AIM:
Convert the records below into a numbered list, one line per item, skipping any blank lines. Leave the pictures out of your answer.

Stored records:
_____

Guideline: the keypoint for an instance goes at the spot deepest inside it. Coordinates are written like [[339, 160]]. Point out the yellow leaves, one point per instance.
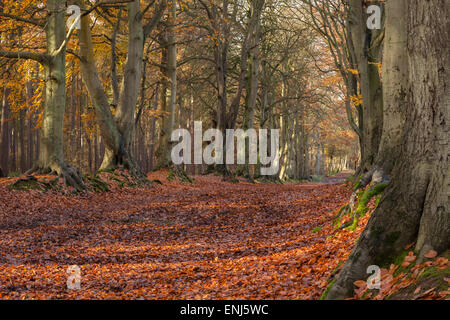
[[380, 67], [356, 100], [430, 254]]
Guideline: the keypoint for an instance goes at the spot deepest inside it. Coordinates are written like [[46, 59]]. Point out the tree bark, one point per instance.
[[414, 206]]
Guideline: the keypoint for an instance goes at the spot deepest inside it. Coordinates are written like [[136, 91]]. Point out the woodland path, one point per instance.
[[209, 240]]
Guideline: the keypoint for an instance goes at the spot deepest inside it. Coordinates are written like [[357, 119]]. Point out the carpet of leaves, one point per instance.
[[208, 240]]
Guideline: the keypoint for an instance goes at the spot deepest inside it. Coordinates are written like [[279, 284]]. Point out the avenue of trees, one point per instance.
[[110, 93]]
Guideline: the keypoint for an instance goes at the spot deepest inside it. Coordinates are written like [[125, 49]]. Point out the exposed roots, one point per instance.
[[71, 176]]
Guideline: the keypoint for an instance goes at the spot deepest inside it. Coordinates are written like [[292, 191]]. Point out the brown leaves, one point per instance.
[[208, 240], [430, 254]]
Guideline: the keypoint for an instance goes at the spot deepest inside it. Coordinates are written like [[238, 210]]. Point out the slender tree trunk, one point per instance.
[[395, 76], [4, 134]]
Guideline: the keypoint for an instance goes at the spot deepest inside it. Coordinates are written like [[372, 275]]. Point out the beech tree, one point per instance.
[[51, 159], [117, 130], [414, 206]]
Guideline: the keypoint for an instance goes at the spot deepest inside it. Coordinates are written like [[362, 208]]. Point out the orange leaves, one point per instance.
[[211, 239], [425, 283], [356, 100], [430, 254]]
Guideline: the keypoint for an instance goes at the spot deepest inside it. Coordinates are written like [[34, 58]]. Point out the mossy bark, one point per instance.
[[414, 206]]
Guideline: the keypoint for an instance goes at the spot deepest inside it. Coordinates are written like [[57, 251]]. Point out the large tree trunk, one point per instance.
[[415, 204], [51, 157]]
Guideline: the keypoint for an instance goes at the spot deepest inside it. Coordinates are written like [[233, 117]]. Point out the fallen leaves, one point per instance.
[[208, 240]]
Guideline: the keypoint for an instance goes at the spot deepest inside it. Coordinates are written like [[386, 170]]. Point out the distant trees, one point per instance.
[[137, 70], [51, 158], [414, 207]]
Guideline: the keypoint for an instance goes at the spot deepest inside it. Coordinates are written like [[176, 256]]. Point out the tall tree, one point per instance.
[[117, 130], [51, 157], [414, 207]]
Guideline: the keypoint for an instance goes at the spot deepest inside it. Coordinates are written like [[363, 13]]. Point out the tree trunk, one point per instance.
[[395, 77], [4, 134], [414, 206]]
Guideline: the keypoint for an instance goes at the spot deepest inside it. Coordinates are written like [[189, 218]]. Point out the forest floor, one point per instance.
[[207, 240]]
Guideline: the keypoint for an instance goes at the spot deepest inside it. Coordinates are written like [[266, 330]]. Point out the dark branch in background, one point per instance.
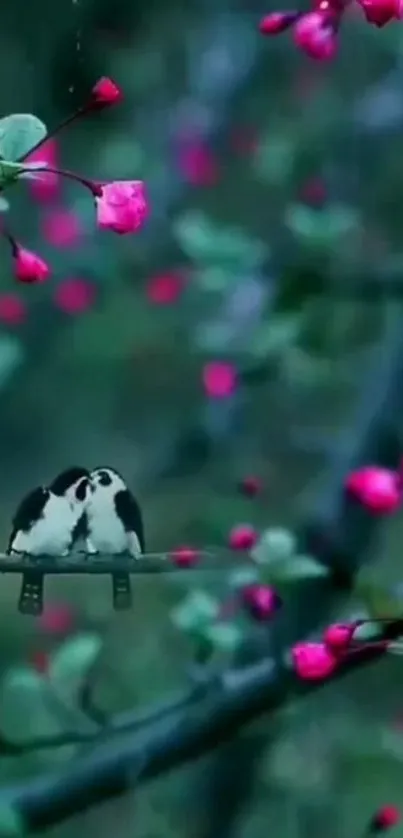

_____

TASK ANSWER:
1. Guideline: the keypoint for an instance goes at the spot deepest inside it. Coordinates are written like [[339, 160]]. Point out the yellow leaves, one point per instance.
2. [[380, 67], [356, 100], [430, 254]]
3. Guideline: the keypoint for an instance goes at the spot deepest inside it. Coordinates are written like [[46, 59]]. Point out the tree bark, one point per instance.
4. [[414, 206]]
5. Guideline: the keypoint for an instance goes at the spot deepest inside it. Coordinates are written like [[136, 91]]. Point out the woodland path, one point per instance.
6. [[209, 240]]
7. Guideline: the keypoint for an instance goes at the spot deepest inside it. Coordinates are written like [[357, 119]]. Point out the carpet of leaves, one point per instance.
8. [[208, 240]]
9. Guideline: the keypoint for an instance goes at the spot deepest inside it. Coordinates are written like [[279, 284]]. Point out the avenue of trees, one point per instance.
10. [[110, 93]]
11. Guideline: the keypoint for an instance goes at the spot deepest inside it. Coordinates are written like [[125, 49]]. Point out the exposed roots, one point per instance.
12. [[71, 176]]
13. Guideline: the keypoint for an instance goes at the spot deepest inside it. Coordinates are written like [[292, 191]]. Point out the brown leaves, one point per instance.
14. [[208, 240], [430, 254]]
15. Guideline: the keypoint for an instance goes at the spot deepest inside it. Coordinates are written like [[238, 210]]. Point out the slender tree trunk, one point per instance.
16. [[395, 76], [4, 134]]
17. Guideline: the keypoint for an instance goes at the spot deepest inside it. Coordinates are written like [[372, 275]]. Point out the beech tree, one point per instance.
18. [[51, 159], [117, 130], [414, 206]]
19. Guideline: the keypoint for an instance goes at the spot deepest inside it. Coordinates are written like [[362, 208]]. Point out the orange leaves, one point per instance.
20. [[211, 239], [425, 283], [356, 100], [430, 254]]
21. Guideline: the keypoint for an instance goes at the spot deepest inside it. Coordinates are written like [[34, 58]]. Point out the mossy bark, one point per instance.
22. [[414, 206]]
23. Guideline: the keypoint for an instance goes at the spot deepest inside it. Coordinates are written like [[57, 251]]. Point out the large tree trunk, one point per instance.
24. [[415, 204], [51, 157]]
25. Guideline: the keypoint for an instance goes at the spot deepest inside it. Coordinates are written like [[233, 117]]. Point out the fallen leaves, one point per instance.
26. [[208, 240]]
27. Guideline: the keypoint for an instance goes at the spot deepest inside it. Coordinates are written like [[386, 170]]. Point out the distant trees, one point per instance.
28. [[137, 70], [51, 158], [414, 207]]
29. Guideline: the keypoint for an instance goes at the spot deepest inside it. Coordinates are written like [[176, 256]]. Point out the tall tree, one point per instance.
30. [[117, 130], [51, 157], [414, 207]]
31. Guideline: the keypoint for an instance goes at the spot deepest inside it. Coordinates are written like [[363, 13]]. Point out the tree trunk, one point per instance.
32. [[395, 77], [4, 134], [414, 206]]
33. Guideline: the keypoint for an instance goes at the spot deepest inside it. Coordinates are written like [[189, 218]]. Point out the forest floor, one point per instance.
34. [[207, 240]]
35. Guideline: the keypoint for an instance goes at the spot deepest inside it. Coordinates are written like [[266, 330]]. Point out the dark branch in background, one point per instance.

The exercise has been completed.